▶ **TO DO**
Please return the records below unchanged, reproducing every line as it appears.
- - - - - - -
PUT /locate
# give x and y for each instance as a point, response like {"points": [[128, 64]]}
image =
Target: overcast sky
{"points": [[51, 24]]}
- - - - - - -
▶ **OUTPUT OF THE EXERCISE**
PUT /locate
# give x and y for each instance as a point, response like {"points": [[128, 64]]}
image =
Target: overcast sky
{"points": [[51, 24]]}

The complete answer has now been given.